■ TEXT SHOWN ■
──────────

For the AAV2 neutralization assay, mouse serum was tested for its ability to inhibit infection of HeLa cells by an AAV2 vector encoding β-galactosidase (β-Gal), resulting in decreased β-Gal transgene expression. Briefly, HeLa cells were plated into 96-well tissue culture plates at a density of 2×104 cells per well and allowed to adhere for 2hr. The adhered cells were incubated with an Ad2 wild-type helper virus for 4hr at 37°C, 5% CO2. During this incubation period, mouse serum samples were serially diluted 2-fold in a separate 96-well plate. AAV2/β-Gal vector was added to each well containing serum, and incubated for 1hr at 37°C, 5% CO2. At the end of both incubation periods, the neutralizing sera–AAV samples were added to the wild-type Ad2-infected HeLa cells, and the plates were incubated for approximately 3 days at 37°C, 5% CO2. The medium was removed from all wells of the assay plate, the cells were lysed, and the supernatants were tested with a Tropix Galacto-Star kit for β-Gal expression according to the manufacturer's instructions (Applied Biosystems, Foster City, CA). The neutralizing serum titer was defined as the dilution of serum that reduced β-Gal expression of the positive control (naive serum sample) by: 50%.
Statistical analysis of transgene expression data was performed with GraphPad Prism version 3.0a for the Macintosh (GraphPad Software, San Diego CA). Differences were considered to be statistically significant when p<0.05.
To study the impact of preexisting CTLs on AAV transgene expression, we first sought to induce AAV-specific CTLs using peptides for immunization. Previously, other investigators have used several methods to identify potentially immunogenic peptides from the AAV2 capsid protein sequence including capsid peptide libraries or computer prediction algorithms (Sabatino et al., 2005; Chen et al., 2006). Using these computer prediction algorithms, we were able to identify potential CD8+ T cell epitopes contained within the capsid protein sequence predicted to bind to MHC class I molecules with high affinity for both the C57BL/6 (H-2Kb) and BALB/c (H-2Kd) MHC class I molecules. In some cases, immunization with these peptides generated a CD8+ T cell response that resulted in IFN-γ production on restimulation of splenocytes with the immunizing peptide (Table 1). However, no direct cytolytic activity was observed from these T cells (Table 1).

──────────

■ PARTS OF THE EXERCISE ■
a. In the AAV2 study text, what software was used for the statistical analysis of transgene expression data?
b. Continue the AAV2 study text from the point where it stops.

──────────

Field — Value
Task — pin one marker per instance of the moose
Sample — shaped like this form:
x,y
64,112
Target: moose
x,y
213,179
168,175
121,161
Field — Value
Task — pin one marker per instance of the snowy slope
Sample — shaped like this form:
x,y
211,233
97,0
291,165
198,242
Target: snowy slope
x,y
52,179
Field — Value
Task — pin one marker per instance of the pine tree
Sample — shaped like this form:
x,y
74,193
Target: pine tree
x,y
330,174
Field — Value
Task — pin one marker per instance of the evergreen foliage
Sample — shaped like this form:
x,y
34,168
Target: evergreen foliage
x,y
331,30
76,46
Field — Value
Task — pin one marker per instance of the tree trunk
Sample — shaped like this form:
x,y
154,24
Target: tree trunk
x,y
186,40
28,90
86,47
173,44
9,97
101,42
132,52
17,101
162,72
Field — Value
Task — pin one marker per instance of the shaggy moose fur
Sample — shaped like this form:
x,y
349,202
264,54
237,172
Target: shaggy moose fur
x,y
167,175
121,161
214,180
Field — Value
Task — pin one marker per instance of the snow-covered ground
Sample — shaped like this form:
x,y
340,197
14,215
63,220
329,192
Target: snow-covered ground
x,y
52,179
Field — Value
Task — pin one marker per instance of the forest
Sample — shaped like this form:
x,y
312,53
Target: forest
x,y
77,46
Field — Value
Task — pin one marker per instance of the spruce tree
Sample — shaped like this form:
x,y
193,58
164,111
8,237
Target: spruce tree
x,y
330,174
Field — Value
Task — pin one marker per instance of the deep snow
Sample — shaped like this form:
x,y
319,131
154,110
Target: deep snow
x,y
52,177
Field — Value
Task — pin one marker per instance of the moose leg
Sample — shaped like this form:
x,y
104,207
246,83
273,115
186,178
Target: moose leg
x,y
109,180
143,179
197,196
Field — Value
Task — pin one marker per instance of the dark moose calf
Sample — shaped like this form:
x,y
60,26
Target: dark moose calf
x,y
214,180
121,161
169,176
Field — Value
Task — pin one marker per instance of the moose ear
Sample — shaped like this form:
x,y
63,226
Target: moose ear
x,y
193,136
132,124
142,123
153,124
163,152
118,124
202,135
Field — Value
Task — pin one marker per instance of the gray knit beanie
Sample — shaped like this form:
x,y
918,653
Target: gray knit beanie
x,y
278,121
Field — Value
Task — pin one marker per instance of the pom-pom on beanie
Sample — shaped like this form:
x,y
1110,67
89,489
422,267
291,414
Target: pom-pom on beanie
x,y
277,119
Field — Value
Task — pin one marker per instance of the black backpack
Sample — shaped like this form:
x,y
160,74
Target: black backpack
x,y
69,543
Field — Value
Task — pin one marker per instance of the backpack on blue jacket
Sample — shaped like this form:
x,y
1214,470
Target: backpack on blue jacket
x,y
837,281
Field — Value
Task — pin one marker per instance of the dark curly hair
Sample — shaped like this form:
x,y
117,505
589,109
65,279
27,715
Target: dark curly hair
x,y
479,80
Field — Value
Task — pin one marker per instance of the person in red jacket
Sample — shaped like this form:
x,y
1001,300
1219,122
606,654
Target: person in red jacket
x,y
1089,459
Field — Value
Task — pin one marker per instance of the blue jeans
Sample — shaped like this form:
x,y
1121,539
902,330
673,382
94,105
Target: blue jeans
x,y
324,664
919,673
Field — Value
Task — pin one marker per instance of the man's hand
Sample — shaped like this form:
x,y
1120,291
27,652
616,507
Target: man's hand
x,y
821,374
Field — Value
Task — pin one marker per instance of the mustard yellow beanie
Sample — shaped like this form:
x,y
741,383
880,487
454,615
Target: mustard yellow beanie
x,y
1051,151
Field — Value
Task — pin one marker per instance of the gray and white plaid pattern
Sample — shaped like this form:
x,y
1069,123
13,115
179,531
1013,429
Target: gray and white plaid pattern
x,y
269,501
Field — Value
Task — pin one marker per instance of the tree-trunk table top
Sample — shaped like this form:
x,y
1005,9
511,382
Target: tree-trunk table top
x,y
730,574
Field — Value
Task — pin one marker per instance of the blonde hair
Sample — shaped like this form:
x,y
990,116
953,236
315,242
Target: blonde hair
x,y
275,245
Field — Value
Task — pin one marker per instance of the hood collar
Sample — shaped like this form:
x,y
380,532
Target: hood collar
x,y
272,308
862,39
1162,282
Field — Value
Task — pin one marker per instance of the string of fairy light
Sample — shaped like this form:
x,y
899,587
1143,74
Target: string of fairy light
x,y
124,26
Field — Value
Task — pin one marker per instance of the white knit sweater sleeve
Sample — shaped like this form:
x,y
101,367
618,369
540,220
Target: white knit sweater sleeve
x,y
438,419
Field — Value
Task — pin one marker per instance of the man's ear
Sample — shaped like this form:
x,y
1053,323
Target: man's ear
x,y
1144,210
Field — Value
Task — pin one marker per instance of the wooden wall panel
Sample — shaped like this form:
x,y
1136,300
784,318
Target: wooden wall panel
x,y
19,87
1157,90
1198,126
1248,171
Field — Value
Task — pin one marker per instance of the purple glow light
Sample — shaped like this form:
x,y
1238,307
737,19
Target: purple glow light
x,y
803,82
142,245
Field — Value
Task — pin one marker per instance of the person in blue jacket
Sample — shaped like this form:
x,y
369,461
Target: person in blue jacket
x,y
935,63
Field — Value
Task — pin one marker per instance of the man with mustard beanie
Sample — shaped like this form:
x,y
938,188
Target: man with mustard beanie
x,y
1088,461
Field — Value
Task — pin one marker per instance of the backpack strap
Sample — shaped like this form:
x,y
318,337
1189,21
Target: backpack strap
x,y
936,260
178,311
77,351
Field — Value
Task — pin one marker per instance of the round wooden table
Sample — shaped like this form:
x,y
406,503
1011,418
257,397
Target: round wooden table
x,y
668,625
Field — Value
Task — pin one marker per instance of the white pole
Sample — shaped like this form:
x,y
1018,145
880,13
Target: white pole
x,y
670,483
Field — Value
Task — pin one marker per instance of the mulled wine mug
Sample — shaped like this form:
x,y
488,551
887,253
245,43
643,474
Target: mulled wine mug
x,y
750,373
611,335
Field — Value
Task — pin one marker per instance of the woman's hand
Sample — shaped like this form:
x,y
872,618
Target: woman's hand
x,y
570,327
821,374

──────────

■ LIST OF ANSWERS ■
a. GraphPad Prism version 3.0a for the Macintosh.

b.
As an alternative method for immunization, recombinant adenovirus and plasmid expression vectors were generated that expressed high levels of the full-length AAV2 capsid protein (Cap) under the control of a CMV promoter. To generate capsid-specific cytolytic T cell responses, mice were immunized either intramuscularly with the pCap plasmid or intradermally with the recombinant Ad5/Cap vector. Ten days after immunization, spleens were collected and analyzed for the presence of a capsid-specific cytolytic T cell response. As shown in Fig. 1, immunization with a single dose of the pCap plasmid resulted in a strong capsid-specific CTL response that was present in all mice as evidenced by the ability of effector cells to lyse syngeneic targets expressing the AAV2 capsid protein. The strength of this response was not enhanced after a second dose of plasmid. Similarly, injection of the Ad5/Cap vector also induced a potent Cap-specific CTL response that resulted in a significant degree of target lysis. However, a slight CTL response was also observed against the adenoviral proteins themselves (Ad5/EV-transduced targets), demonstrating one of the drawbacks to Ad-based gene therapy, that is, the ability to induce T cell responses to both the transgene product and Ad proteins. Interestingly, immunization with the Ad5/Cap virus generated a response that resulted in IFN-γ secretion after restimulation with each of the predicted H-2Kb-binding peptides, but T cells from Ad5/Cap-immunized mice lysed targets pulsed with only one of the predicted peptides (Table 1). Taken together, these data suggest that the strength of the stimulus and the context in which it is delivered (peptide vs. viral vector) play a role in generating cytolytic T cell responses. In addition, these data confirm published reports indicating that discordant results can be obtained using different immunoassays (Whiteside et al., 2003), implying that not every CD8+ T cell that secretes IFN-γ in response to peptide stimulation has the ability to lyse cells expressing the target antigen.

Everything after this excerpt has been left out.